* THE INPUT:
/---

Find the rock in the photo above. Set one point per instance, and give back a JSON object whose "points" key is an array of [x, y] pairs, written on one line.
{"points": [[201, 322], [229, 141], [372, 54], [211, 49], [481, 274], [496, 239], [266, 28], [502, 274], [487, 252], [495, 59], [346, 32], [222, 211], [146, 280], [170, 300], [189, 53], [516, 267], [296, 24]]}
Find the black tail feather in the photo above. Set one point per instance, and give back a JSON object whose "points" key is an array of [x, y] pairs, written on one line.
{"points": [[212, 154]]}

\---
/---

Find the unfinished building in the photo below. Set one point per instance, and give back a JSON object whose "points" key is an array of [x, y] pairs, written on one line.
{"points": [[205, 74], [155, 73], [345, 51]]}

\---

* REQUEST:
Which lines in the entries above contain the string "below", counting case as significant? Pick out each one and copy it in full.

* IN RESPONSE:
Find the unfinished building in the photo below. Set one point per instance, and give back a JSON object whose "points" key is an array of [x, y] pairs, written on one line.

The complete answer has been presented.